## Exercise directions
Please display each line of the records below that contains the word "keys".

— START OF Supplied entries —

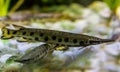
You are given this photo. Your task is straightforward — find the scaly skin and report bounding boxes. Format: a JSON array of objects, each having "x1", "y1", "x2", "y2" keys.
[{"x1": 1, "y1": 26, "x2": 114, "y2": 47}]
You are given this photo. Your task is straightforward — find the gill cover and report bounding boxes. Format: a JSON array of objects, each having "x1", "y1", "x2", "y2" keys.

— END OF Supplied entries —
— START OF Supplied entries —

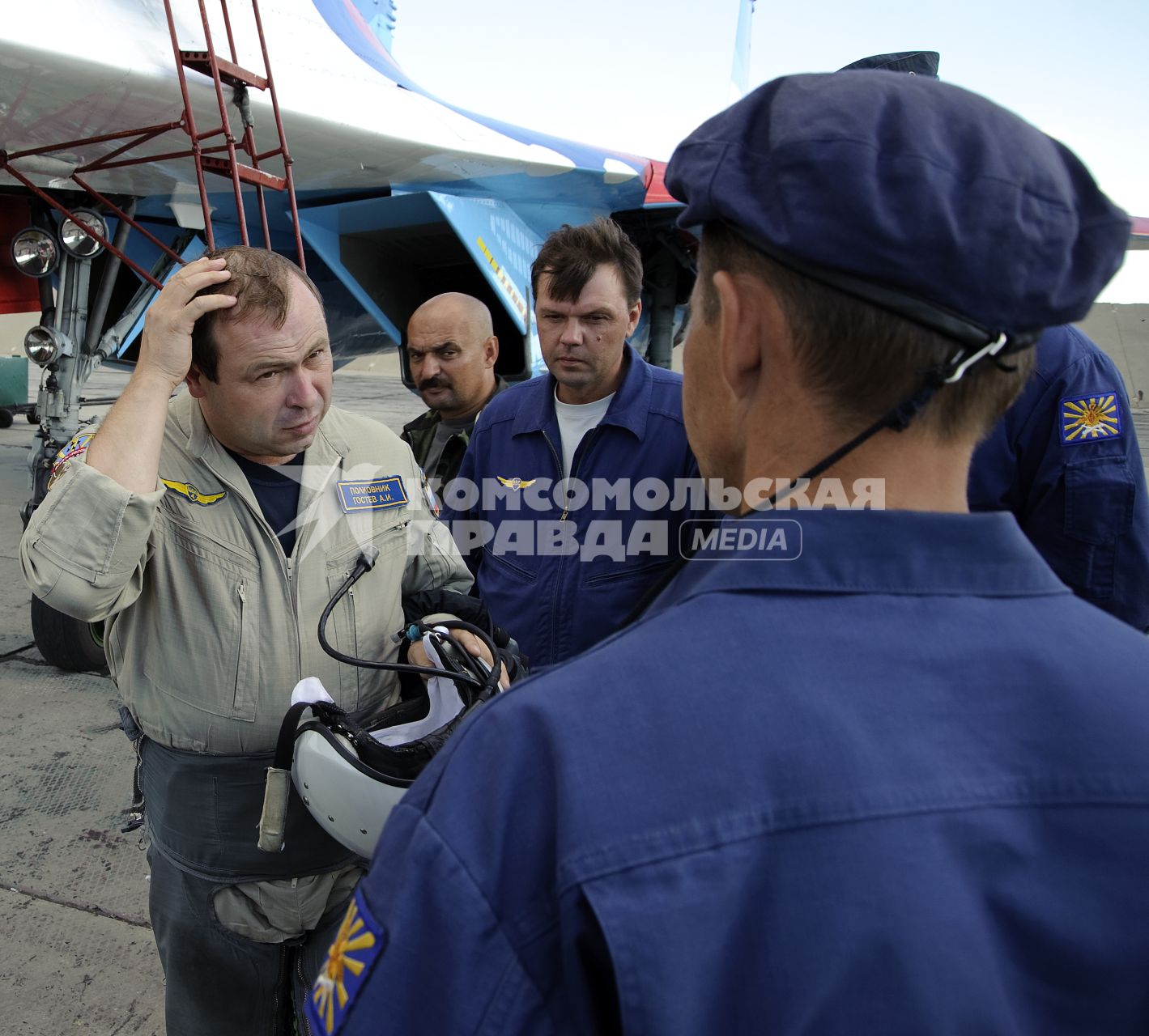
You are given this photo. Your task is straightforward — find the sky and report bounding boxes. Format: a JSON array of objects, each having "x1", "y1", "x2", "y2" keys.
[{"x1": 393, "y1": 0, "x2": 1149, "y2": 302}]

— END OF Supplied entries —

## Solution to the exercise
You are given this photo. Your task is straightforward — find the scaly skin and report bounding boxes. Format: a JSON array of objects, each having "x1", "y1", "x2", "y2" keys.
You are given this photo. Your task is straightforward — find the gill cover and report bounding boxes. Format: a JSON array of objects, each having "x1", "y1", "x2", "y2" keys.
You are given this photo. Your task is straightforward — find the sky and report bounding boxes. Format: a JSON array of objects, each having "x1", "y1", "x2", "y2" keys.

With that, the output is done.